[GESELECTEERDE TEKST]
ID.nl logo
Snuffelen bedrijven straks door je banksaldo?
© Reshift Digital
Huis

Snuffelen bedrijven straks door je banksaldo?

Mag Google snuffelen in je bankafschriften? Die vraag lijkt absurd, maar vanaf volgend jaar gelden er nieuwe regels. Banken zijn dan verplicht derde partijen toegang te geven. Dat werpt de vraag op wie er bij je gegevens mogen komen.

Het zegt je misschien nog weinig, maar de gemiddelde bankier krijgt klamme handjes van de afkorting PSD2. Toegegeven, een wat saaie afkorting ... maar de Europese invoering van de ‘Payment Service Directive’ kan grote gevolgen hebben. Niet alleen voor banken, ook de consument zal er veel van merken.

[VASTGELEGDE GEGEVENS]

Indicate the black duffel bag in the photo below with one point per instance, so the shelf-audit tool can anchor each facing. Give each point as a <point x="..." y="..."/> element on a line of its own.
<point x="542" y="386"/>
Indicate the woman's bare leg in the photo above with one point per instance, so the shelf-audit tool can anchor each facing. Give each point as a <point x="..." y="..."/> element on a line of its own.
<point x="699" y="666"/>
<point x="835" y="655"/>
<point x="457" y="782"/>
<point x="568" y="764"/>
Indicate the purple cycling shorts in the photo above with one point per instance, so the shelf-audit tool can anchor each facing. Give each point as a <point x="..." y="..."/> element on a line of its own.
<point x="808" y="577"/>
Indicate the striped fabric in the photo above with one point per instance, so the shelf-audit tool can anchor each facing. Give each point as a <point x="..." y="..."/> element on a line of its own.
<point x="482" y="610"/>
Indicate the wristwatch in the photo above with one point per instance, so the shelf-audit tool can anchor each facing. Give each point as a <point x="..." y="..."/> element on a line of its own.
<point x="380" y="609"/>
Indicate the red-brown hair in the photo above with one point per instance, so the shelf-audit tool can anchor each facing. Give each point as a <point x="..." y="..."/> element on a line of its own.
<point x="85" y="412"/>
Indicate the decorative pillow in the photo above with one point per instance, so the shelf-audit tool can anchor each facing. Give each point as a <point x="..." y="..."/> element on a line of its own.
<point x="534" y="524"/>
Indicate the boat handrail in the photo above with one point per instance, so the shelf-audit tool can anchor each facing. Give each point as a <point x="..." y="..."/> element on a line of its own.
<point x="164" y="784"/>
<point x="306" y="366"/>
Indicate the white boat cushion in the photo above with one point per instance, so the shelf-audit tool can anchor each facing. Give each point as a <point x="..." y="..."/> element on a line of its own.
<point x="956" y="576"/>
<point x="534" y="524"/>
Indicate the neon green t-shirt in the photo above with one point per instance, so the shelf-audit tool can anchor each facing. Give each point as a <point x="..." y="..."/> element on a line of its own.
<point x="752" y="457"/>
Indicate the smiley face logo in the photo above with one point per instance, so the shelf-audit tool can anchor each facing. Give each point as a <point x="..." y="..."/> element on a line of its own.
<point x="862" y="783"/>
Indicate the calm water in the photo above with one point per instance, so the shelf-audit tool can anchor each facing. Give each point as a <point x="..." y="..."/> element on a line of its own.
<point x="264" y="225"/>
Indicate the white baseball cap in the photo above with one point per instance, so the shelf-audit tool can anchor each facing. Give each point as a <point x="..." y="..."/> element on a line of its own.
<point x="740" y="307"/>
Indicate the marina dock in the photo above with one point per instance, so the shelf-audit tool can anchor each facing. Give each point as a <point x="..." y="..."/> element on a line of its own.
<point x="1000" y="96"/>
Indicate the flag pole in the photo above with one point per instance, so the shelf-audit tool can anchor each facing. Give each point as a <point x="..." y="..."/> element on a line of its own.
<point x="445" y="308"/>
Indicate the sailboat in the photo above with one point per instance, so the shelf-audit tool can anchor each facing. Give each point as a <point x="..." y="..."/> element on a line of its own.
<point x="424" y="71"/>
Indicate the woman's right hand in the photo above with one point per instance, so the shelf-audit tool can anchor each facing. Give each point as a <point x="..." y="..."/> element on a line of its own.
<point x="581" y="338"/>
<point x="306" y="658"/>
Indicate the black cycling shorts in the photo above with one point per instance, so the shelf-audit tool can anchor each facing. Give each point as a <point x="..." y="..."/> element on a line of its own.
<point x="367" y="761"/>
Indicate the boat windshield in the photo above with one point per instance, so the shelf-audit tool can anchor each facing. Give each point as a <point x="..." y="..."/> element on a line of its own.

[TAAKINSTRUCTIES] Herhaal woordelijk het gedeelte van het artikel over PSD2 dat begint bij "Mag Google snuffelen" en doorloopt tot en met "gegevens mogen komen.".

[VERWACHT ANTWOORD]
Mag Google snuffelen in je bankafschriften? Die vraag lijkt absurd, maar vanaf volgend jaar gelden er nieuwe regels. Banken zijn dan verplicht derde partijen toegang te geven. Dat werpt de vraag op wie er bij je gegevens mogen komen.